= WHAT YOU HAVE TO DO =
Extract everything from the line containing "mask --target=black t-shirt" down to the line containing "M 123 170 L", both included, and copy those lines without any change.

Entries from a dataset:
------------

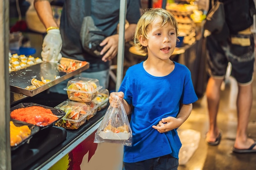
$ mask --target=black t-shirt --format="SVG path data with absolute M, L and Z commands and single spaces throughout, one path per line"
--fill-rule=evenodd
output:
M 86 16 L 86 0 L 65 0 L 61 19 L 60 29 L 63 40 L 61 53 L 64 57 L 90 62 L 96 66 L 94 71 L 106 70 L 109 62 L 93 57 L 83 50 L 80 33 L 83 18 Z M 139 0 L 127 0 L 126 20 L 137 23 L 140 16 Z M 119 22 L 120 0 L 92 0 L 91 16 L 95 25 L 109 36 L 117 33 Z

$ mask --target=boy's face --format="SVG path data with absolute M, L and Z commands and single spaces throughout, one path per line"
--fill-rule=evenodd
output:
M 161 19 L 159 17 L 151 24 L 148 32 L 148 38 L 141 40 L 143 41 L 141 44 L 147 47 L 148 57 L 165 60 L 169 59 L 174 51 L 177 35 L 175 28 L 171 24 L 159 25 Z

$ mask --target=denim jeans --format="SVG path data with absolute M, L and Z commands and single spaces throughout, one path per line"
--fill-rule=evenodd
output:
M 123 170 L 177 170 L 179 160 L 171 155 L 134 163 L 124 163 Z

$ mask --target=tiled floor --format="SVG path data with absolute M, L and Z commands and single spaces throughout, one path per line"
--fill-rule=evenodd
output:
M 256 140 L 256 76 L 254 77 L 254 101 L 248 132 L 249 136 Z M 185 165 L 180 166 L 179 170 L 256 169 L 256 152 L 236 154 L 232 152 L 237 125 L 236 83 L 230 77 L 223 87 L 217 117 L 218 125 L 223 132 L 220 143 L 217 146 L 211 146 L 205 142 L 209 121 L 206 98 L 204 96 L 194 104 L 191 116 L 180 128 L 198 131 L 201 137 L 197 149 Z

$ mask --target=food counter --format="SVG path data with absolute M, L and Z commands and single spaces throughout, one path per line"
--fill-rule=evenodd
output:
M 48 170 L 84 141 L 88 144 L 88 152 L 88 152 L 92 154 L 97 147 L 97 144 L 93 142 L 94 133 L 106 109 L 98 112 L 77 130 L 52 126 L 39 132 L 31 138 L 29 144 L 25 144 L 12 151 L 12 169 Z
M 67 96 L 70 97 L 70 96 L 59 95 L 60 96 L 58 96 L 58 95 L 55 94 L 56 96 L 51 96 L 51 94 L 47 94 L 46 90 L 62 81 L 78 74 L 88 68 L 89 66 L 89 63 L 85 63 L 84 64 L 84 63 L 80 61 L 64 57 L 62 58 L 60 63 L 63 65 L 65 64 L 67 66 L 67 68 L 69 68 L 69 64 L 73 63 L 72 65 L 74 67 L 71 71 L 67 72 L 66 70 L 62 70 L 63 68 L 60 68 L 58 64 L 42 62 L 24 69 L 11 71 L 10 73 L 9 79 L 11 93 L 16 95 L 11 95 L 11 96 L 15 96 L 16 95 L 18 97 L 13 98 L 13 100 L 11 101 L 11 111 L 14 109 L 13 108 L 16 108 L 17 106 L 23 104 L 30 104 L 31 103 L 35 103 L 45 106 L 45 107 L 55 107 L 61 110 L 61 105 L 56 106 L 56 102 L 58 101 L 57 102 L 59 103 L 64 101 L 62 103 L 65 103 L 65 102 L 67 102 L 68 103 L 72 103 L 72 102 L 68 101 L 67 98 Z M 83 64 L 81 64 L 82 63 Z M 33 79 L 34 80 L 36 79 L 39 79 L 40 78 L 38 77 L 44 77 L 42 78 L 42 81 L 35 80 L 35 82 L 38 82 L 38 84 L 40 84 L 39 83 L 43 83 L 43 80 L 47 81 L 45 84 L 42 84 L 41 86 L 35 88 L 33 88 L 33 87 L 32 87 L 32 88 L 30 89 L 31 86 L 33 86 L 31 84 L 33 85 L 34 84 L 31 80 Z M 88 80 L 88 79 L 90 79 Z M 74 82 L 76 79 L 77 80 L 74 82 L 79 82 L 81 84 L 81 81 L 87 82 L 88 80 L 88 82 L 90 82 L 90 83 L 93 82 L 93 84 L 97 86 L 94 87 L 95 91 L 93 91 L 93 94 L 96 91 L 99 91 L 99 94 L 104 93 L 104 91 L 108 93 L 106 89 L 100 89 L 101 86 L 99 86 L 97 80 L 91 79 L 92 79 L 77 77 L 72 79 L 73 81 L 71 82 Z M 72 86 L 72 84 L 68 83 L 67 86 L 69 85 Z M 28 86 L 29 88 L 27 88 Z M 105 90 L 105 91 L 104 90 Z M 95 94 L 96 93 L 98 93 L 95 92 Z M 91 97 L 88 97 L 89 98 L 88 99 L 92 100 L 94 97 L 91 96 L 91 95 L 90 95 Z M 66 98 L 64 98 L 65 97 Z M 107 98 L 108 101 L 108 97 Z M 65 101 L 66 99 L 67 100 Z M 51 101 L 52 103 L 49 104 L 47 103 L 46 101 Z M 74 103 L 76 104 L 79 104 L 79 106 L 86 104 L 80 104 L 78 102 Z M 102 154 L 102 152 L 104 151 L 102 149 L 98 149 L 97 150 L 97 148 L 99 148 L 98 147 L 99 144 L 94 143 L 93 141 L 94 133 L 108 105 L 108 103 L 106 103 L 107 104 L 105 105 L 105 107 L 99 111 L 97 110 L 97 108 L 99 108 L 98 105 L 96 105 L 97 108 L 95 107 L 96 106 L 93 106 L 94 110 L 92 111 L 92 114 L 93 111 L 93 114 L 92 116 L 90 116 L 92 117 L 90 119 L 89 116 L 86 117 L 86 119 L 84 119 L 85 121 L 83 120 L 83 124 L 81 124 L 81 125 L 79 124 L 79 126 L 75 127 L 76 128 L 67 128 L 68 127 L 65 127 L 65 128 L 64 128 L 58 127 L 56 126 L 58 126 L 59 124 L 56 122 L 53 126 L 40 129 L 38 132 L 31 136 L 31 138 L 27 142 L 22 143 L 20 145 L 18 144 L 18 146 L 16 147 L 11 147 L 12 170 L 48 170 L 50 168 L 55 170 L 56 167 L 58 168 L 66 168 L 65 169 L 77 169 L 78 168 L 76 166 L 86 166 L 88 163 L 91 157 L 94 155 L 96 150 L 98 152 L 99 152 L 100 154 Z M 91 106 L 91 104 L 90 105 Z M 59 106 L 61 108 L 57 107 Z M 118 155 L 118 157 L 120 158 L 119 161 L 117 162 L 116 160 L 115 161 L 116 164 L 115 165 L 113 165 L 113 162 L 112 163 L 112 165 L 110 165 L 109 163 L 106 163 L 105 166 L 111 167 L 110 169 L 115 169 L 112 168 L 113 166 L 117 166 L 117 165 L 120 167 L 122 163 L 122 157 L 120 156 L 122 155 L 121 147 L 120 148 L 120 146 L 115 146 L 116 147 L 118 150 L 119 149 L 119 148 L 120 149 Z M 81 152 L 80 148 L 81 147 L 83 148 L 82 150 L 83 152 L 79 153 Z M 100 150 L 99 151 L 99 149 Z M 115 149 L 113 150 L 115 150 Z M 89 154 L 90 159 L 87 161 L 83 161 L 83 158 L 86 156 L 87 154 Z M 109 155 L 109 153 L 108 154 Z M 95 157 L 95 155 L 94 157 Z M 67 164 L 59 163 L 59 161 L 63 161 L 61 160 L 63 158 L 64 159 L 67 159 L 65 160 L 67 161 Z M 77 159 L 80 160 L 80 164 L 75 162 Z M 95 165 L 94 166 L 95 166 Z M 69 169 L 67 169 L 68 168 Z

------------

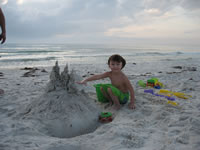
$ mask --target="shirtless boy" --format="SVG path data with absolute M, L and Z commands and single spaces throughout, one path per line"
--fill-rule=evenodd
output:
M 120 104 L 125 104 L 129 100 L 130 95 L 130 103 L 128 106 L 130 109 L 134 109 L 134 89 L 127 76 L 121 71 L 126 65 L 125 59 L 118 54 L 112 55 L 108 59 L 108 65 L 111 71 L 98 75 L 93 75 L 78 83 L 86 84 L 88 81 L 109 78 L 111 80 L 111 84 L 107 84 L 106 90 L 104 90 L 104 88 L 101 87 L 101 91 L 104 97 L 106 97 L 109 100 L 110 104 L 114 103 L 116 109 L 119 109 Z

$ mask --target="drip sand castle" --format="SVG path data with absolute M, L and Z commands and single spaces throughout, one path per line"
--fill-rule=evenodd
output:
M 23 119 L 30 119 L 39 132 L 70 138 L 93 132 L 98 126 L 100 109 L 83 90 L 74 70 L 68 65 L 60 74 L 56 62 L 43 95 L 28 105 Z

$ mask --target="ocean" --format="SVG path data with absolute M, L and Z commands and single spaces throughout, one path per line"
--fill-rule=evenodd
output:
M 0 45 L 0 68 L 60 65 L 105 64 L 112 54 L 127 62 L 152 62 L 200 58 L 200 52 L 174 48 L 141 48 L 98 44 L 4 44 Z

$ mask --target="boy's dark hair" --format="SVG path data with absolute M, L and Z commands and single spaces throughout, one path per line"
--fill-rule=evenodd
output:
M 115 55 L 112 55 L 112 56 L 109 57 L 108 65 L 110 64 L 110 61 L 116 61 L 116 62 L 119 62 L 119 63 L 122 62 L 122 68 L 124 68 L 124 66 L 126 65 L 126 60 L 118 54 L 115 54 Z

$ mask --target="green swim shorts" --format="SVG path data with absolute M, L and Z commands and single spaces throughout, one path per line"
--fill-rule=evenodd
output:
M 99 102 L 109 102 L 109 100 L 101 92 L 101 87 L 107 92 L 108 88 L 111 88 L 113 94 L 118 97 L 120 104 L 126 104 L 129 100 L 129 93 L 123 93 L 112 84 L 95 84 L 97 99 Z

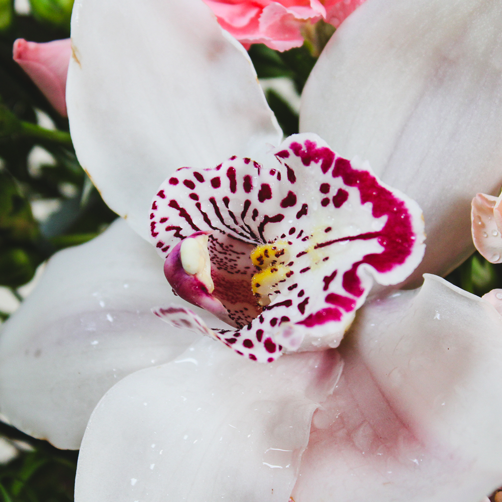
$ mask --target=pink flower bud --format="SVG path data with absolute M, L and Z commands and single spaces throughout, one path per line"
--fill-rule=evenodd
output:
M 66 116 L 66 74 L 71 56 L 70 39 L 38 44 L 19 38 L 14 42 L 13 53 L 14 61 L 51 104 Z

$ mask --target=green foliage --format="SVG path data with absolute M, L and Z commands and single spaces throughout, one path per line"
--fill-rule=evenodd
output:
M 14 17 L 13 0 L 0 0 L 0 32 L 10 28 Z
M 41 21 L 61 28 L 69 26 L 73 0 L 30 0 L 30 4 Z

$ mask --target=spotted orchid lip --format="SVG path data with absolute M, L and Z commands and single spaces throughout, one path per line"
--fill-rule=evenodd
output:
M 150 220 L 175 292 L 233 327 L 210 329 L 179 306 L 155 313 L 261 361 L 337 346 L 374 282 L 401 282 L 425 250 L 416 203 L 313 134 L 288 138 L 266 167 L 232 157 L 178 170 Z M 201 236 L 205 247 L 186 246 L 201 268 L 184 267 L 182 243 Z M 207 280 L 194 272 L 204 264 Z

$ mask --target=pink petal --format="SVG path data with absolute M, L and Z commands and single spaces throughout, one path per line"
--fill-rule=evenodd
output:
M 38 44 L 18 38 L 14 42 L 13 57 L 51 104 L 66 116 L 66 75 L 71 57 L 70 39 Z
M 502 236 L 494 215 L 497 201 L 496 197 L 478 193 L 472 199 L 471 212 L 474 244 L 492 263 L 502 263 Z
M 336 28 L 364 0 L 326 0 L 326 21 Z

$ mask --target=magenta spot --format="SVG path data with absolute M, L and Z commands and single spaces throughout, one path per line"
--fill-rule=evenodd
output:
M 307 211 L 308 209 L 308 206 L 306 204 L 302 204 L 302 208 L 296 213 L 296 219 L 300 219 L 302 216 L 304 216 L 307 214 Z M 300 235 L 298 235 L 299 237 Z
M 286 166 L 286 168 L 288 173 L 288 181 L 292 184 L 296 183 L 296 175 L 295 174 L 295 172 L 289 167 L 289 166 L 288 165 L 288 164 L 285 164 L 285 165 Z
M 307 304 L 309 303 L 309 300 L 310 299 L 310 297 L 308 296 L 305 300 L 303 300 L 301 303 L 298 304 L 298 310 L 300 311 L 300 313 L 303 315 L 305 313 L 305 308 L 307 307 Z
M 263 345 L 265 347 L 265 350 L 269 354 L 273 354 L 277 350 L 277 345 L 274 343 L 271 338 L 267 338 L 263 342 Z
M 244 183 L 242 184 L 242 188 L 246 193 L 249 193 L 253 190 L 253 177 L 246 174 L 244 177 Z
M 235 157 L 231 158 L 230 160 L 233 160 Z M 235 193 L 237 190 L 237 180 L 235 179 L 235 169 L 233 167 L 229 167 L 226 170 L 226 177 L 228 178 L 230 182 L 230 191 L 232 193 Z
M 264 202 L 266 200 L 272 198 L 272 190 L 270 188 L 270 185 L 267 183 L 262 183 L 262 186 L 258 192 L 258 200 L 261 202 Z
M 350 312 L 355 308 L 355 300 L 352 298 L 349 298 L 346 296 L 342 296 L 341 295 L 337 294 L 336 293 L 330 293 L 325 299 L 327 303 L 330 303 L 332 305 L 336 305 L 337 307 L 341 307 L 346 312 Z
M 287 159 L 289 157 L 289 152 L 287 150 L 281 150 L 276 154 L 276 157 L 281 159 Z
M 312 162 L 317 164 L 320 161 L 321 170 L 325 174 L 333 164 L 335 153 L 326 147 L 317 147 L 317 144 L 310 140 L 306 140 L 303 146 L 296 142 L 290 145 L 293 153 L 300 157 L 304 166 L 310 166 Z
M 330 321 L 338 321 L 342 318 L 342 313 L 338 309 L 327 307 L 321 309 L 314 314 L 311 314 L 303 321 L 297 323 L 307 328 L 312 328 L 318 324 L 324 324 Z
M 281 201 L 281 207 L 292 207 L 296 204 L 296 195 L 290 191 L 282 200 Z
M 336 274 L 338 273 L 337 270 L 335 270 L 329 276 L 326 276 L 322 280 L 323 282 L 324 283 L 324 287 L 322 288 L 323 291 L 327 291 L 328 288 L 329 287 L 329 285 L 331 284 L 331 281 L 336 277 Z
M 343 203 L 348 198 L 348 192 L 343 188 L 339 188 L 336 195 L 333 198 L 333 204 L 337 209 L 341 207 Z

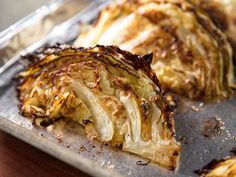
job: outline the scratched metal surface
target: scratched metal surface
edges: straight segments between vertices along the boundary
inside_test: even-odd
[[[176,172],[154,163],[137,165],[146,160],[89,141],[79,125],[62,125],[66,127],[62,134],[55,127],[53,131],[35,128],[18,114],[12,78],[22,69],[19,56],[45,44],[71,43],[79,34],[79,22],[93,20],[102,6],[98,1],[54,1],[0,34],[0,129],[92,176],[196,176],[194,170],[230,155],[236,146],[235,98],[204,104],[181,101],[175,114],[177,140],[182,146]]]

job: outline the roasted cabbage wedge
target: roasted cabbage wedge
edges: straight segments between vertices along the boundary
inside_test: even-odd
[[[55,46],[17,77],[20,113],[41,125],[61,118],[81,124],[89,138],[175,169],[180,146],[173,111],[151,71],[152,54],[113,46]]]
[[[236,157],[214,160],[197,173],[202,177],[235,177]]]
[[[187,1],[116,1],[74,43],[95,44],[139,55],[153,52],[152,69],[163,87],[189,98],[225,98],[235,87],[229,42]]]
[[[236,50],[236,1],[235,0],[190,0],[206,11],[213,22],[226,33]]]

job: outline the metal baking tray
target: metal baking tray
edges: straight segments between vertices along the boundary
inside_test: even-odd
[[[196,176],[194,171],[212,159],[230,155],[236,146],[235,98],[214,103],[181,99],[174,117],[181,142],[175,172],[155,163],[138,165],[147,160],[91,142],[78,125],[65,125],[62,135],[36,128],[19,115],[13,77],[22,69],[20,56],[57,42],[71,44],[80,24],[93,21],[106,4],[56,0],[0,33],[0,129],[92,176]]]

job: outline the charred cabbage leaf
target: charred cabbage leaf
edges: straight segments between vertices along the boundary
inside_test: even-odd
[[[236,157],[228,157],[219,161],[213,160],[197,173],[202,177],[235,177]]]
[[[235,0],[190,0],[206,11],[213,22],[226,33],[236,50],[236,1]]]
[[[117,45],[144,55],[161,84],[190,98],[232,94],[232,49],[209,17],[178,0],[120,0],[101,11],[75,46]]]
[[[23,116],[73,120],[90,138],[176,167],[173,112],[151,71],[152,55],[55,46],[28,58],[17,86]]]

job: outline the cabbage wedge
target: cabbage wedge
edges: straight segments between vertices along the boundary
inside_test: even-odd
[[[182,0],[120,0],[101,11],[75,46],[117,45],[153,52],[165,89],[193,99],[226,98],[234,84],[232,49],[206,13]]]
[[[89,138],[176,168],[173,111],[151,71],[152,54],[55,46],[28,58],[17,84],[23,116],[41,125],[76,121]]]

------------

= THE SOLUTION =
$ mask --target=black t-shirt --format="SVG path data with absolute M, L and Z commands and single spaces throughout, one path per line"
--fill-rule=evenodd
output:
M 86 16 L 86 0 L 65 0 L 61 19 L 60 29 L 63 40 L 61 53 L 64 57 L 90 62 L 96 66 L 94 71 L 106 70 L 109 62 L 93 57 L 83 50 L 80 33 L 83 18 Z M 139 0 L 127 0 L 126 20 L 137 23 L 140 16 Z M 119 22 L 120 0 L 92 0 L 91 16 L 95 25 L 109 36 L 117 33 Z

$ mask --target=boy's face --format="SVG path data with absolute M, L and Z commands and single spaces throughout, one path per line"
--fill-rule=evenodd
output:
M 161 19 L 159 17 L 151 24 L 148 32 L 148 38 L 141 40 L 143 41 L 141 44 L 147 47 L 148 57 L 165 60 L 169 59 L 174 51 L 177 35 L 175 28 L 171 24 L 159 25 Z

$ mask --target=denim jeans --format="SVG path data with absolute M, L and Z commands and single spaces throughout, one path per line"
--fill-rule=evenodd
output:
M 123 170 L 177 170 L 179 160 L 171 155 L 134 163 L 124 163 Z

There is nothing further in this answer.